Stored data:
"""

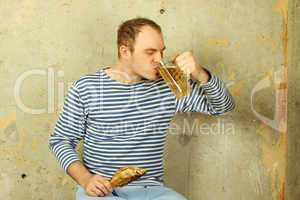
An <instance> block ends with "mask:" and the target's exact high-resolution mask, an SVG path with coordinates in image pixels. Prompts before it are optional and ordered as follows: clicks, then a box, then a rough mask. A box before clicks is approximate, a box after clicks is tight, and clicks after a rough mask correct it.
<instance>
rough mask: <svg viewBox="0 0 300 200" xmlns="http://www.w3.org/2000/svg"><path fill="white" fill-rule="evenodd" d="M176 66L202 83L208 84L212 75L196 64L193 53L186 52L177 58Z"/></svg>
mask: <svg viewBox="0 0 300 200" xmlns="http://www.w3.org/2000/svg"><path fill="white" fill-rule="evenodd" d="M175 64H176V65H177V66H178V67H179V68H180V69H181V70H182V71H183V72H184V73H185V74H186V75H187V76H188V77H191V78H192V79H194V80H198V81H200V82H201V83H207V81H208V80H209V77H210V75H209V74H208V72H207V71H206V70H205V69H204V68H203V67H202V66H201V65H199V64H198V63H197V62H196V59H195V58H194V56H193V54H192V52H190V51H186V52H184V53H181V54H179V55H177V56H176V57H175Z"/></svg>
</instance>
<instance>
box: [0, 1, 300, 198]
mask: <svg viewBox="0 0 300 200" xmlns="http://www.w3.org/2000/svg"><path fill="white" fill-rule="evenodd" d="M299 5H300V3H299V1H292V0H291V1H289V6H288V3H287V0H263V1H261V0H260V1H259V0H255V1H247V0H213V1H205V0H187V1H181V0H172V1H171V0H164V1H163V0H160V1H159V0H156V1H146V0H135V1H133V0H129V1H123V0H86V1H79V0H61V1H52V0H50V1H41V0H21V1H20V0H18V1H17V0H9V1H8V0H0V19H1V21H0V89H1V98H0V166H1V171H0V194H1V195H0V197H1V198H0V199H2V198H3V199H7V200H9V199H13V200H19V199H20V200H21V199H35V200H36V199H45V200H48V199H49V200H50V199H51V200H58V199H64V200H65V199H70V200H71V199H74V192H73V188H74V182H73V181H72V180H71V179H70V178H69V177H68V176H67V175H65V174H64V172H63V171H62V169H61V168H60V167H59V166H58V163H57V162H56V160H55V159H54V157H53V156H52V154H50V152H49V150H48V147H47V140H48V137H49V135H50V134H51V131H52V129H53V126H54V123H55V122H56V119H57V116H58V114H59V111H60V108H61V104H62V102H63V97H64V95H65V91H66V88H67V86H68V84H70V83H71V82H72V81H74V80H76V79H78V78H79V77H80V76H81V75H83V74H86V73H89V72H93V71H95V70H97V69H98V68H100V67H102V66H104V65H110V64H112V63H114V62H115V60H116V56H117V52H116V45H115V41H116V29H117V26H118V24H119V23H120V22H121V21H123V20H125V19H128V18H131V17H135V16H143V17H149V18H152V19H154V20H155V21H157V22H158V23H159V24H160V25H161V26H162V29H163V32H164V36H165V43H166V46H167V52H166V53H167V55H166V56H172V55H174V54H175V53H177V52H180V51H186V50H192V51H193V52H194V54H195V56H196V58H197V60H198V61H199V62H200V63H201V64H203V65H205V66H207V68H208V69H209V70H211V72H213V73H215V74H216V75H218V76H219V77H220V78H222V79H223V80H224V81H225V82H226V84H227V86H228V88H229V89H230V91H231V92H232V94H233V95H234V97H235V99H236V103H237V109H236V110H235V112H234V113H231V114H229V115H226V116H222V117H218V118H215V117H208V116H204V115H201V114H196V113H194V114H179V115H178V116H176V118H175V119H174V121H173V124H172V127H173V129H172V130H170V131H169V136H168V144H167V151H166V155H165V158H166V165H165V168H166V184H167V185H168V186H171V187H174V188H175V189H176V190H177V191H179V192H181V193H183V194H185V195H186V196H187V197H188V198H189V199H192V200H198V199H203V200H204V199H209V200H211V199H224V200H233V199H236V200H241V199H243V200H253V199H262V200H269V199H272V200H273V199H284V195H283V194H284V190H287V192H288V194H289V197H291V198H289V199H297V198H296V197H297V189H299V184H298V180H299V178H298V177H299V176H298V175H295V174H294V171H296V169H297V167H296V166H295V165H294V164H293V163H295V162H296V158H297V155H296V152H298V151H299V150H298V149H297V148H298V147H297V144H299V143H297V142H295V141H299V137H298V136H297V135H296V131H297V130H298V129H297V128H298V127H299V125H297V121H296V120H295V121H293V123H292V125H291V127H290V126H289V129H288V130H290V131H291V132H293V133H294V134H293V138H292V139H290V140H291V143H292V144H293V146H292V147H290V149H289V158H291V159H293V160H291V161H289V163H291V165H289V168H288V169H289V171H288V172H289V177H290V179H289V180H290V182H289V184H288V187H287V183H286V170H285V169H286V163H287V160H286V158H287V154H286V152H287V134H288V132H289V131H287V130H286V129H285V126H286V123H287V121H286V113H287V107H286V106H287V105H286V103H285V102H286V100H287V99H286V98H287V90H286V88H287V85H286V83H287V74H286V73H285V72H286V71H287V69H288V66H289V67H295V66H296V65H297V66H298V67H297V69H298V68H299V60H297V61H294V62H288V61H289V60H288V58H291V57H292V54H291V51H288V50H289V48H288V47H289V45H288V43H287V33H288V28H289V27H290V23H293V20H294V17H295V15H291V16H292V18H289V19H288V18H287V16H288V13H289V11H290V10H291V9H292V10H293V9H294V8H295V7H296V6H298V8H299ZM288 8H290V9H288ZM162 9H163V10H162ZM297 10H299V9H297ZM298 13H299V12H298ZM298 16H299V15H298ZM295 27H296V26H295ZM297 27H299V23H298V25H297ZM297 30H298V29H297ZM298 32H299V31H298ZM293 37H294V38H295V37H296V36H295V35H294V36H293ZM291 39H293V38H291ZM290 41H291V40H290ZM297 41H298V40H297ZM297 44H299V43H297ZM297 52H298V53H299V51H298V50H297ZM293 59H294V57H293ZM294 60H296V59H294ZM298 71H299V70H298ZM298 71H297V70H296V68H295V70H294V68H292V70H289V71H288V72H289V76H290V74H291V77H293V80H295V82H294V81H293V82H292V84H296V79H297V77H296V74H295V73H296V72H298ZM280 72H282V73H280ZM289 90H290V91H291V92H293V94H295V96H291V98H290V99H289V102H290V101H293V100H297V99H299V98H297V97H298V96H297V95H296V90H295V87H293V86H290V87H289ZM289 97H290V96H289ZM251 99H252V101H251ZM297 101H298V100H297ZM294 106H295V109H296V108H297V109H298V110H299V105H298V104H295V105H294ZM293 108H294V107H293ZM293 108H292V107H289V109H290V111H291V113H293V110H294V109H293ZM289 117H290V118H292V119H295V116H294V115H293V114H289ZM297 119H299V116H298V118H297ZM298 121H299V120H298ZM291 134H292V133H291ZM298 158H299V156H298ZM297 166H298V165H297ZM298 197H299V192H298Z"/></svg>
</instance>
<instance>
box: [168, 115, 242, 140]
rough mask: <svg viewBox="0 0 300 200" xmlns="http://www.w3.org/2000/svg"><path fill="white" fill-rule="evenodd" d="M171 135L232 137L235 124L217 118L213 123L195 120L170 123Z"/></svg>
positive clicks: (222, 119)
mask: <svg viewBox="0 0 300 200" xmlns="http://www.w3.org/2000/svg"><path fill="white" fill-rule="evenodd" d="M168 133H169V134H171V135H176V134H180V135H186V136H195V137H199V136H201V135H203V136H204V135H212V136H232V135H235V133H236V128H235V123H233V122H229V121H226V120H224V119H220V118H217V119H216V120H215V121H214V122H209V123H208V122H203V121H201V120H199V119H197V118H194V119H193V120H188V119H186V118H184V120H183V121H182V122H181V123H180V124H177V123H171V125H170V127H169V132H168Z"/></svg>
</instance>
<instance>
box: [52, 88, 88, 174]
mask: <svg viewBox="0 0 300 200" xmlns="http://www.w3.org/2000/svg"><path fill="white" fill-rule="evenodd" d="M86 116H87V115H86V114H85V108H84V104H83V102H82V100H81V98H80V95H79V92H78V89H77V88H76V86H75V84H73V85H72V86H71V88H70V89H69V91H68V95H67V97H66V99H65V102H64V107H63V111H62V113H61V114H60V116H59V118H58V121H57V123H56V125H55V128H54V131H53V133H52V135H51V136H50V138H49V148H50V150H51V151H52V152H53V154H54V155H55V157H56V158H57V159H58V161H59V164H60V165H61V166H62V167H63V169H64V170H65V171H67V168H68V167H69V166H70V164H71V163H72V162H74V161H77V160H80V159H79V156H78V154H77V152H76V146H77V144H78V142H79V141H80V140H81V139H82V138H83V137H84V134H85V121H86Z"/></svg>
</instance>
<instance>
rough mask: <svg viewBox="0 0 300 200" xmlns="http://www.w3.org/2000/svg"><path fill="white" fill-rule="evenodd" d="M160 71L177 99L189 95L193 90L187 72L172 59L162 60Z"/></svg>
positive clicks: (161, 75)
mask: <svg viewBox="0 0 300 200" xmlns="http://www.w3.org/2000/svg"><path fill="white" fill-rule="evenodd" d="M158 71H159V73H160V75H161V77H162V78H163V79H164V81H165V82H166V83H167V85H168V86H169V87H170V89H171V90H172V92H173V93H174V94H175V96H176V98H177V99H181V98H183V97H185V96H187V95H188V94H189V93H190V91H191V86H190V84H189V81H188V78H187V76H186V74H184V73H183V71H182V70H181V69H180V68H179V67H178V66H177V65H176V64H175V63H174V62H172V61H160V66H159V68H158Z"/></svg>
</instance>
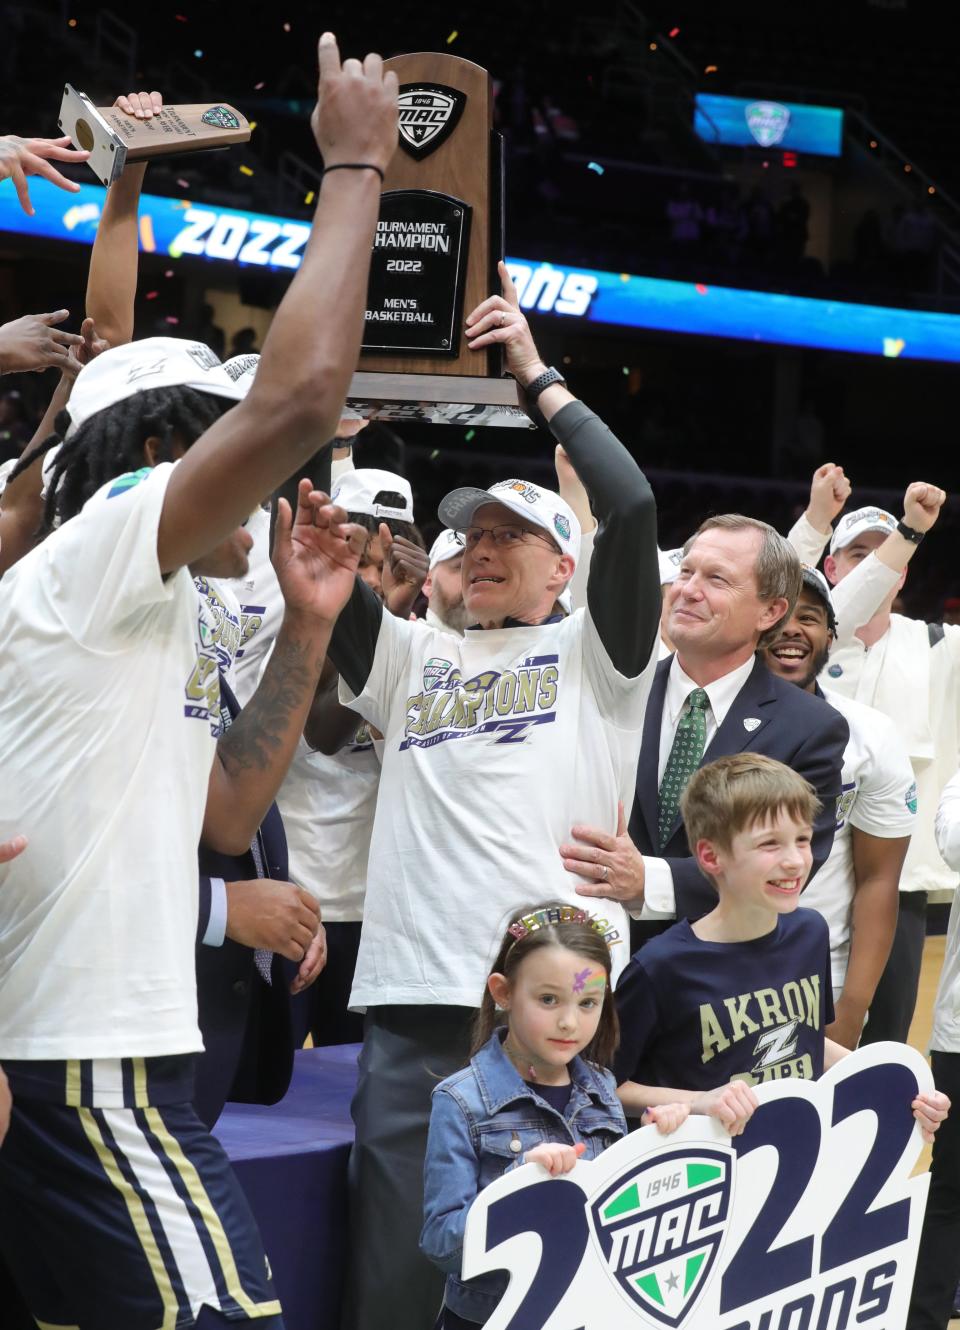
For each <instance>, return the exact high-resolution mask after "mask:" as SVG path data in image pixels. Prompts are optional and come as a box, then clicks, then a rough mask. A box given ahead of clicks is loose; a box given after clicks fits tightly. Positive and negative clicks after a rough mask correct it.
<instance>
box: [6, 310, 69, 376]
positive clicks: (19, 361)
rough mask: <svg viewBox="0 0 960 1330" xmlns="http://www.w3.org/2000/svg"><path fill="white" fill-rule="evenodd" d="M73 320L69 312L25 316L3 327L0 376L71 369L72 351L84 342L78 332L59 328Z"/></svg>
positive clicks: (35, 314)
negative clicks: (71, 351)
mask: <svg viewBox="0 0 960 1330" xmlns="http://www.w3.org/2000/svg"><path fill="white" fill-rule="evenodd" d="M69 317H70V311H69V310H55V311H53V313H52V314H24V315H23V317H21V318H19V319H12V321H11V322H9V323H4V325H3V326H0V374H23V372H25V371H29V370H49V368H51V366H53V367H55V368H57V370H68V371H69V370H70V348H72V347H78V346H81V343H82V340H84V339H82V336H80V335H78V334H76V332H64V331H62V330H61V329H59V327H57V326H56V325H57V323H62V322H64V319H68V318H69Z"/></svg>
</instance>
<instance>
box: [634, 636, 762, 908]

"""

To do — Go line by line through the records and copy those that contain the word "after".

Finished exercise —
An <instance> block ends with "mask:" and the target's exact high-resolution mask, an SVG path with coordinates in image pixels. Prompts before it are optional and ordered as follows: clicks, then a box, then a rough mask. A box before clicks is approximate, a box after clicks is tight, and clicks after a rough mask correct it.
For each <instance>, return the exact high-resolution mask after "mask:" as SVG path data in image pixels. Prompts are optional and come as a box, then clicks, then a rough mask. A box given ahead of clicks is loose; a box given after clicks fits tightly. Positive and negative clicks after a rough mask correct it.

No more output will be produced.